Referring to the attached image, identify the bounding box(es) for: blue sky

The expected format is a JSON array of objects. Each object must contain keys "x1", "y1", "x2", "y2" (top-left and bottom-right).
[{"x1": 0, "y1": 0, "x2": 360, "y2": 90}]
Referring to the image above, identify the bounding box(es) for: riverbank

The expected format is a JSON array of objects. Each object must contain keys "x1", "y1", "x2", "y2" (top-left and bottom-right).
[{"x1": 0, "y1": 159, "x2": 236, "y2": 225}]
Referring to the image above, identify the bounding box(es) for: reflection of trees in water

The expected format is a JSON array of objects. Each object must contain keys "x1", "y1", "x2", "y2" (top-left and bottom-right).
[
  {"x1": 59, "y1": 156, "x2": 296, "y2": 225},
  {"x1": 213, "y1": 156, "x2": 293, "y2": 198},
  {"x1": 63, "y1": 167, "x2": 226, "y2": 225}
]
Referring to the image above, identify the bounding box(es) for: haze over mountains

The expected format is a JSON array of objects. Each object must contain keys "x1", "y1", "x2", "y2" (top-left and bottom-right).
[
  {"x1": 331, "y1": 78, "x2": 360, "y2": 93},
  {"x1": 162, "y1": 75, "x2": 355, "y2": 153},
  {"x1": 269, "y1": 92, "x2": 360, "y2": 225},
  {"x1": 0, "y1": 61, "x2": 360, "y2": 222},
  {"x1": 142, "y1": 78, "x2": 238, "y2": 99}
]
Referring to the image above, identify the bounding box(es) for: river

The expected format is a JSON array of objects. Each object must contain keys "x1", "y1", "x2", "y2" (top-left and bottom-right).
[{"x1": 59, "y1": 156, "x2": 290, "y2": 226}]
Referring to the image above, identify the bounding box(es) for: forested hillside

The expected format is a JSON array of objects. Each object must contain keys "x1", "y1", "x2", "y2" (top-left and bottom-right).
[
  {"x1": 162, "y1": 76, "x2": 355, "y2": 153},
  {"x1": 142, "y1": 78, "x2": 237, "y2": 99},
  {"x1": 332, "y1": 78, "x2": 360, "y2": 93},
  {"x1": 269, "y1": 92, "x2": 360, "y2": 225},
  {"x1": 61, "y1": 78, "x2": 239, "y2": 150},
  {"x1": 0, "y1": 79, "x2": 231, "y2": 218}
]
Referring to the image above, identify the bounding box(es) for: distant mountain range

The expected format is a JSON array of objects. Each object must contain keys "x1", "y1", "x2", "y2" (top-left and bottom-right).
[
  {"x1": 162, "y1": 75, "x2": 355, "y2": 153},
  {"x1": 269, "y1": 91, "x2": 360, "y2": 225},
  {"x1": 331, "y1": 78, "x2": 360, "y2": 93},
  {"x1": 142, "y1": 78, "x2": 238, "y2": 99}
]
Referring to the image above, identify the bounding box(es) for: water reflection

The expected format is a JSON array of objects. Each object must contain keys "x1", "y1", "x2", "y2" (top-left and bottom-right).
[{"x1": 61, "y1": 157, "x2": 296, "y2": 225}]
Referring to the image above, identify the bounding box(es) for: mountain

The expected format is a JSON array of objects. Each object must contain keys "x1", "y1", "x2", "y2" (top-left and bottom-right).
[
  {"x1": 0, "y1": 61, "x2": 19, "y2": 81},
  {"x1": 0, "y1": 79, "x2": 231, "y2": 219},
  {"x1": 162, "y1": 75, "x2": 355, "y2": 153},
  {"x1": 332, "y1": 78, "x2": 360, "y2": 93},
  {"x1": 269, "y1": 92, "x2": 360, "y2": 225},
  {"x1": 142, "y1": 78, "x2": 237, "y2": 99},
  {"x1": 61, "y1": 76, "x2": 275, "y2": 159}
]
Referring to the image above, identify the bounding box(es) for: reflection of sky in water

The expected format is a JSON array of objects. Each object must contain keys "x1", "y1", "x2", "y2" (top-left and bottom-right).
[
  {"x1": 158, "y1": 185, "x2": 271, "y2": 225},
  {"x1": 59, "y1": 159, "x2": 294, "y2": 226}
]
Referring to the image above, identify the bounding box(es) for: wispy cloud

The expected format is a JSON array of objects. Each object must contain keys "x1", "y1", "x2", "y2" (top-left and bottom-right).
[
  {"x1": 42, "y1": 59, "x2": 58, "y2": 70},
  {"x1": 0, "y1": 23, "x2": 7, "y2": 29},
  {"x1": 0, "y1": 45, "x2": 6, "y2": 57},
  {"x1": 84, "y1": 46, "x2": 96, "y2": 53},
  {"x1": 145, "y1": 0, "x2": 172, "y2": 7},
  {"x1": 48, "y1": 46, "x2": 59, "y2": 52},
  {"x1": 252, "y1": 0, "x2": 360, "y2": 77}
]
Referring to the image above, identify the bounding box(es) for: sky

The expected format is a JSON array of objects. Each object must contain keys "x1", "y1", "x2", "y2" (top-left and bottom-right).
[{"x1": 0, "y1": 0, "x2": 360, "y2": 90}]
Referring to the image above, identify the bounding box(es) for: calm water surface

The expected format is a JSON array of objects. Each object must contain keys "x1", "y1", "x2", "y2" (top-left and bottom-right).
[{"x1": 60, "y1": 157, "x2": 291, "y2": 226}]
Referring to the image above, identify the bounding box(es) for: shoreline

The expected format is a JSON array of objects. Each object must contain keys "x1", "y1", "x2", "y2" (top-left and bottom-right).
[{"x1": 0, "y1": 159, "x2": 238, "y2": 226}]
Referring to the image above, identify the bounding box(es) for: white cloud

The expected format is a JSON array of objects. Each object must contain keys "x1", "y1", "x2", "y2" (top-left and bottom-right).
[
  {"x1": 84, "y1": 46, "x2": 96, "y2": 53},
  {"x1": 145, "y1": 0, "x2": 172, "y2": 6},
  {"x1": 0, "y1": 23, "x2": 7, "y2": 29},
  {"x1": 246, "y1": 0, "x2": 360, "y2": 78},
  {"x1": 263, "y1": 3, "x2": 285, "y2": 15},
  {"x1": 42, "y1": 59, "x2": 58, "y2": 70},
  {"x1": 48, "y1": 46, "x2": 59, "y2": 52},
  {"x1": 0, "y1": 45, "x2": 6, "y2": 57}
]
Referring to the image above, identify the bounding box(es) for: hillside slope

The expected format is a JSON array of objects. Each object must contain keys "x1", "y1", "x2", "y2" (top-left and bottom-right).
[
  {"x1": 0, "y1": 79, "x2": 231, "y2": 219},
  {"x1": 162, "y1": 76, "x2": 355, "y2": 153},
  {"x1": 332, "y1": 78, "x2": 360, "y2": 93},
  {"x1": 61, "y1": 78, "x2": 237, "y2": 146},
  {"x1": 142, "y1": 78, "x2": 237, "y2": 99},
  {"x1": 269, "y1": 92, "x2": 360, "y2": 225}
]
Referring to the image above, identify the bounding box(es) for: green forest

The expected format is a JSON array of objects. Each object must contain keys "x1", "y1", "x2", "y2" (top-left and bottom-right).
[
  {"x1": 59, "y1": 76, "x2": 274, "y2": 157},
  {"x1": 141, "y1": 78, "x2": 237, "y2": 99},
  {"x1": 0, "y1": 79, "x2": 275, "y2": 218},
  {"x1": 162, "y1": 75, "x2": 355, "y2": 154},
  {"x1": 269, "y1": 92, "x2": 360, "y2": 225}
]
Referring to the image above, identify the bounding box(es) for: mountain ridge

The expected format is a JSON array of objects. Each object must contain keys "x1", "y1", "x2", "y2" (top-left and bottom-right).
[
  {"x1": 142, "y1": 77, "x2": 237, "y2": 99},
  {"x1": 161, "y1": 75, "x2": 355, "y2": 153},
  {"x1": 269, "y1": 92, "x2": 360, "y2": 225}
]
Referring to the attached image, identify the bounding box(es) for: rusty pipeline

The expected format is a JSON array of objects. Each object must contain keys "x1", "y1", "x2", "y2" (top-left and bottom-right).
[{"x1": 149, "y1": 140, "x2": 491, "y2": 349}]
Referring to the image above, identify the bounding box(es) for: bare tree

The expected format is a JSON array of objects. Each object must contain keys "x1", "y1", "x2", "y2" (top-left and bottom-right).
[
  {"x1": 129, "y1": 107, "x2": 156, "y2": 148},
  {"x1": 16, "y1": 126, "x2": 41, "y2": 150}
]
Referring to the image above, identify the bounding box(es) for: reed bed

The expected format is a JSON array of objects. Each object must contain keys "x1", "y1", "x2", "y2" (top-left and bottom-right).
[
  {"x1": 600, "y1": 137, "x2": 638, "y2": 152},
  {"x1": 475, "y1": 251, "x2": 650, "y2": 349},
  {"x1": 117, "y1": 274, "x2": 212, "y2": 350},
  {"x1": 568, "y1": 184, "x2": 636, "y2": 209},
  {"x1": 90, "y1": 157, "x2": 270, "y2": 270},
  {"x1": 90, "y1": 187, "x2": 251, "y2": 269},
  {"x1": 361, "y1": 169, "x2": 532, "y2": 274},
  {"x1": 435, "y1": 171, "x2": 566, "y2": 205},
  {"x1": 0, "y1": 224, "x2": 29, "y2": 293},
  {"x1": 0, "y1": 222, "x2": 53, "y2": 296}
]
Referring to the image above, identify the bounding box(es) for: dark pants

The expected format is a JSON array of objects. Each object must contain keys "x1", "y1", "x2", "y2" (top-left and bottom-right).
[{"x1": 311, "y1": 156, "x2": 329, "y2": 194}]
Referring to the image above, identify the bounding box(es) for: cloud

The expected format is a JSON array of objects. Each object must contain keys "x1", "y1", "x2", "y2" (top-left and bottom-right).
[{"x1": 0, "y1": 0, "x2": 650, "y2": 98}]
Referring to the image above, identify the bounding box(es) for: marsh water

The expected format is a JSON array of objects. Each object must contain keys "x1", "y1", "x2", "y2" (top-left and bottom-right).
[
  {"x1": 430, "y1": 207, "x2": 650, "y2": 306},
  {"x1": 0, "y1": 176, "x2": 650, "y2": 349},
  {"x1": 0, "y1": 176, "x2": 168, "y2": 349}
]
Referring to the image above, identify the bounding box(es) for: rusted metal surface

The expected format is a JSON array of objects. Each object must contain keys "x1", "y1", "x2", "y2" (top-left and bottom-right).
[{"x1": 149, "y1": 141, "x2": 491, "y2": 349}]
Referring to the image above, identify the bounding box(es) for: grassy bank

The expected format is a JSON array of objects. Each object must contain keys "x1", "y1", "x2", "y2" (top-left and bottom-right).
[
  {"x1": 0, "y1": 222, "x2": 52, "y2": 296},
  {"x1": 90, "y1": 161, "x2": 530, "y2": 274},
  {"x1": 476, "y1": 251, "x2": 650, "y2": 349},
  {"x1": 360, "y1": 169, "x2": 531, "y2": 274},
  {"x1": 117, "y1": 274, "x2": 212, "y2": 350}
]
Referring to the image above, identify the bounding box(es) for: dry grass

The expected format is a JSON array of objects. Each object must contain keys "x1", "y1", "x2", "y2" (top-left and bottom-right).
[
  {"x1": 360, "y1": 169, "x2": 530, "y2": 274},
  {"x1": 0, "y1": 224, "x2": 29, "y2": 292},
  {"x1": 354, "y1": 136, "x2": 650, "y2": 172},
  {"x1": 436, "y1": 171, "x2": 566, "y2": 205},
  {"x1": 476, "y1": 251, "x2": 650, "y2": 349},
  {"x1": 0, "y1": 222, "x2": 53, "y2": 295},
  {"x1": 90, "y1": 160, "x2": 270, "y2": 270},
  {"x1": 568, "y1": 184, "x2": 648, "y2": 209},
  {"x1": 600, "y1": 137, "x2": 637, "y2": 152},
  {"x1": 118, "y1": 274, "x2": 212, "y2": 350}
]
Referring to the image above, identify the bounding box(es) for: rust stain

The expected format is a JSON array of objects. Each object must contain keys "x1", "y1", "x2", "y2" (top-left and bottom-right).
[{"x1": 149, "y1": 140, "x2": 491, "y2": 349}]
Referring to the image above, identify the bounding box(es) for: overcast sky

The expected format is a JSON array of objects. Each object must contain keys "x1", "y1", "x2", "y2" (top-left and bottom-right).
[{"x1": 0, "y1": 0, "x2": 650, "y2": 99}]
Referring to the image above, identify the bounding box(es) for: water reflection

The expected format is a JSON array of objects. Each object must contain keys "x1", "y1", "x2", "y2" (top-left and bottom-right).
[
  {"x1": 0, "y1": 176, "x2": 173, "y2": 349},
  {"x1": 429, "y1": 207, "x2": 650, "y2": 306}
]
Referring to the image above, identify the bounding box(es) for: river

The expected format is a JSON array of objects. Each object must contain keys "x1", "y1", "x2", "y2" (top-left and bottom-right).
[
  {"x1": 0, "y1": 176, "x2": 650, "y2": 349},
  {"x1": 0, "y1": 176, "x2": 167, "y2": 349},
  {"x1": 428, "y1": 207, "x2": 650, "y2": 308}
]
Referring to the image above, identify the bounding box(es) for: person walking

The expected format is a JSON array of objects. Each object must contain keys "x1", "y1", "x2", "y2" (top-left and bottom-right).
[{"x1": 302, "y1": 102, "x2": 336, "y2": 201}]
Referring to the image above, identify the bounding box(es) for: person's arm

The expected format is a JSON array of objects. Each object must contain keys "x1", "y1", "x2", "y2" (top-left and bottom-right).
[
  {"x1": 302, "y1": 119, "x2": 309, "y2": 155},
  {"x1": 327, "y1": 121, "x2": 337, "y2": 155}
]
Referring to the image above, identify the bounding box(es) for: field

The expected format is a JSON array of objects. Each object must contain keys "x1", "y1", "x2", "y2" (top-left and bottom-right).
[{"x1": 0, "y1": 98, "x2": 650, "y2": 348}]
- - - - -
■ Exercise objective
Starting with the line that contains "for: person's arm", repeat each line through the last one exactly as it appears. Include both ends and nothing more.

■ Result
Referring to the image above, identify the bounding box(es) for: person's arm

The expected format is a JSON array of objects. Each object must contain keys "x1", "y1", "x2", "y2" (top-left and bottom-right).
[
  {"x1": 302, "y1": 119, "x2": 309, "y2": 155},
  {"x1": 327, "y1": 121, "x2": 337, "y2": 155}
]
Referring to the image above, identify the bounding box(es) for: field

The expected format is a JSON array of objects. Each object must contain keys "x1", "y1", "x2", "y2" (top-left and bottom-right).
[{"x1": 0, "y1": 98, "x2": 650, "y2": 348}]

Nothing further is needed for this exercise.